**Questions on the material**
1) Reproduce the passage of the Central Anatolia cycling account between "Cappadocia proved the" and "through the tunnels.", inclusive.
2) Carry on the Central Anatolia cycling account from the point where it stops.

**Extract to read**
In Central Anatolia my two objectives were to investigate the fabulous Cappadocian wonderland of underground cities, bizarre land formations and ancient churches, and to climb the highest summit in the Taurus range, a line of impressive mountains fencing off the Central Plateau from the Mediterranean Sea.

Cappadocia proved the easier. Beautiful roads, light traffic and immense vistas sped me to the Goreme valley with its famous 'fairy chimneys' of hard stone balancing crazily on softer volcanic rock out of which s countless generations - from the Hittites onwards - have excavated a vast warren of homes and places of worship. It was a delight to explore the tangle of eroded pinnacles, dug-out churches and prolific orchards all in equal profusion.

At Kaymakli and Derinkuya Christian fugitives from Islamic armies had in the past 'gone underground' and cut out whole cities. I spent hours wandering through the labyrinths, savouring the delicious coolness and the uncanny sound effects made by tourists' voices as they echoed eerily through the tunnels.

Goreme represents the last outward reach of European motorised tourism. When I pedalled up the narrow roads into the Taurus range south-east of Nigde the people greeted me as though I had come from another world. Villagers informed me that Demircazik was the highest point and not Aldag as named on the map. At 3750m it was the height of a respectable Alpine peak - a great pile of steep and crumbling rock which rose out of a lunar landscape of lava scree.

The border crossing into my next country, Iraq, was still 1000km away. I was learning that there is as much of Turkey to the east of the Mediterranean as there is along its southern coastline - and it is all mountainous. I found myself crossing the high passes to Tarsus and the southern plains and passing through many Kurdish cities. Apart from the brutal gradients out of the coastal belt the terrain was relatively flat. Aided by an occasional lift on the back of a lorry, the kilometres sped by in a dirty mixture of dust, sweat, diesel fumes and kebab smoke.

On this long arduous section 'body' rather than 'bike' came first and I gave it good attention. Hotels and showers replaced hard-ground camping by mountain streams, beside which my tent had hitherto stood. More thought was given to diet and an adequate intake of carbohydrates. Water was poured into me by the gallon, often from roadside fountains inscribed with holy words. One spectacular well intoned chants from hidden loudspeakers as the blessed water gurgled into my bottles.

**Available data**
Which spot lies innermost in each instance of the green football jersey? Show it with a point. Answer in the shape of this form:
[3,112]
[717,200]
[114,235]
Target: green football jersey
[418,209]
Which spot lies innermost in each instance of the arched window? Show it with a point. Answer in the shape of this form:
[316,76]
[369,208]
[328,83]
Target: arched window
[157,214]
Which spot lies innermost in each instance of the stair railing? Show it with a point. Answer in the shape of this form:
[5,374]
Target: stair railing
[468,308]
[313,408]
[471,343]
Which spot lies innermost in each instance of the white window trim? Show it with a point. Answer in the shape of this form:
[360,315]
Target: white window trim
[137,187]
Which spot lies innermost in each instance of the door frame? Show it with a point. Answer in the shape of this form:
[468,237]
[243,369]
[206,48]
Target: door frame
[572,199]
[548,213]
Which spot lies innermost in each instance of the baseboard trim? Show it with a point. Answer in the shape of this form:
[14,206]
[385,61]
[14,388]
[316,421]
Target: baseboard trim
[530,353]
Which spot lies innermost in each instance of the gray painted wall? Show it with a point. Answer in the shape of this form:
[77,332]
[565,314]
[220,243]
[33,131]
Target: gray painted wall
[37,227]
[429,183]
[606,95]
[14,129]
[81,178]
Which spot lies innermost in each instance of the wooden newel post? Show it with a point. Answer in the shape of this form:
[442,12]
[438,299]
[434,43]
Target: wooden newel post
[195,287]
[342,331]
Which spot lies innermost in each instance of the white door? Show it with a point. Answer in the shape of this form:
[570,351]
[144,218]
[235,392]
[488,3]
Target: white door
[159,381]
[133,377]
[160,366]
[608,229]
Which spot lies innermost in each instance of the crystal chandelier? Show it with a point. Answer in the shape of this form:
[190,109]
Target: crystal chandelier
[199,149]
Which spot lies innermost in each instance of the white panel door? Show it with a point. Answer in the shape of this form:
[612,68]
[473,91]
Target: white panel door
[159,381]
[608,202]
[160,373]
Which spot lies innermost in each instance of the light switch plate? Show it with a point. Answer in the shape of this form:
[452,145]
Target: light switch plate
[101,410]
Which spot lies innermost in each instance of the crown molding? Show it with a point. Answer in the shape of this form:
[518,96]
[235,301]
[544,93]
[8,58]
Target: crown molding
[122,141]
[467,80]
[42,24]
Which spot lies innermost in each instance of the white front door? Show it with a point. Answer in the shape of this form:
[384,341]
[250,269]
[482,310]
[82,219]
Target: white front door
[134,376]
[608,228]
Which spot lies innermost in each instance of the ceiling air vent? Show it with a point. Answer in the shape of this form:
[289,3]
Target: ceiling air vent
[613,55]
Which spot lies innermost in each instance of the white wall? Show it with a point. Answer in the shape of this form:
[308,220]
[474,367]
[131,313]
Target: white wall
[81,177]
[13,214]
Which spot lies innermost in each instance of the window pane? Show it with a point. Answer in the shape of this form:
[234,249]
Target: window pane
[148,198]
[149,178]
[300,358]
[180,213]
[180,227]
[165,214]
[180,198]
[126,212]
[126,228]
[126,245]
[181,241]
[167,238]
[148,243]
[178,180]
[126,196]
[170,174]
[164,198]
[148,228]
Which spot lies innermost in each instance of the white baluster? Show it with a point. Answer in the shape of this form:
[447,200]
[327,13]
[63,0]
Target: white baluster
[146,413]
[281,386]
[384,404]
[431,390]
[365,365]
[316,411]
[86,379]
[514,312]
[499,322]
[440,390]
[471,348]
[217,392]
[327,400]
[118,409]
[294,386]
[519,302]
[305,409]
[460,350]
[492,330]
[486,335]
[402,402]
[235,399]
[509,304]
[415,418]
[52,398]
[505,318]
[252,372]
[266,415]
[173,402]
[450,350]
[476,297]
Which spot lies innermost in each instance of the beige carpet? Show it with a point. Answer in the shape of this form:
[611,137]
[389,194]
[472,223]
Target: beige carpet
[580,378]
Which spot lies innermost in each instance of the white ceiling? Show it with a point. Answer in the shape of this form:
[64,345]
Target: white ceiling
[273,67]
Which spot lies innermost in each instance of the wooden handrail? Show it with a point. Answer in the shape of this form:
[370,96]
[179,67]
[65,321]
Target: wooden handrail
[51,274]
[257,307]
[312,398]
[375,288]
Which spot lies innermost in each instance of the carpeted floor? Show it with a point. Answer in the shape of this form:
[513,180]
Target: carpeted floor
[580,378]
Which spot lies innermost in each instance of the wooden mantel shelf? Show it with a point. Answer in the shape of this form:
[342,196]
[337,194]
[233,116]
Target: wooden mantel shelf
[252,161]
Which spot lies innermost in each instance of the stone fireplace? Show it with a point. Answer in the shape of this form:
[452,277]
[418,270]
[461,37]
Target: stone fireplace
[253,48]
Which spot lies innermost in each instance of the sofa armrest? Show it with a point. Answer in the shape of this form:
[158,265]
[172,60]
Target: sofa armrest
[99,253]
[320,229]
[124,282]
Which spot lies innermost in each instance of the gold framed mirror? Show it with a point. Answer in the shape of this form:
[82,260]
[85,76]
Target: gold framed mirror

**Answers to the tasks**
1)
Cappadocia proved the easier. Beautiful roads, light traffic and immense vistas sped me to the Goreme valley with its famous 'fairy chimneys' of hard stone balancing crazily on softer volcanic rock out of which s countless generations - from the Hittites onwards - have excavated a vast warren of homes and places of worship. It was a delight to explore the tangle of eroded pinnacles, dug-out churches and prolific orchards all in equal profusion.

At Kaymakli and Derinkuya Christian fugitives from Islamic armies had in the past 'gone underground' and cut out whole cities. I spent hours wandering through the labyrinths, savouring the delicious coolness and the uncanny sound effects made by tourists' voices as they echoed eerily through the tunnels.

2)
Right across these arid lands the people kept reminding me they were Kurds. The fire of their ethnic aspiration burned strongly among these descendants of Alexander's armies, ever rekindled by the repression in the lands over which they are scattered.

Most thrilling moments were the crossings of the head waters of historic rivers. At Birecik the drivers of oil lorries shouted an invitation to swim with them in the Euphrates. I joined them with gusto. They had run their wagons deep into the water to cool - just like the cowboys of old who put the wellbeing of their teams before all else. At the roadside the lorries drank before their drivers and were hosed down from great troughs beside the petrol pump. Although they had once been the bane of my cycling life, my attitude to these great trumpeting monsters underwent a subtle change. It had become possible to distinguish a klaxon roar of greeting from an angry snarl. Frequently the drivers would offer me chai, drinks and friendly words. On the long climbs, when our uphill speeds synchronised, oily arms would thrust goodies towards me.

The Tigris proved too dirty for a swim but I dawdled along its banks, wishing I could load my bike aboard the small boats that drifted across Syria into Iraq.

Suddenly at Silopi the frontier queues started to form. Five kilometres of lorries, parked two abreast, waited to pass through, their patient drivers playing backgammon in the shade between the wheels. There was not a tourist car among them. In my love-hate relationship with Turkish trucks it was good to have the last laugh. I zoomed straight to the front, and through to Iraq.

Unfortunately, on a subsequent cycling trip through Turkey Dave was killed in a collision with a truck.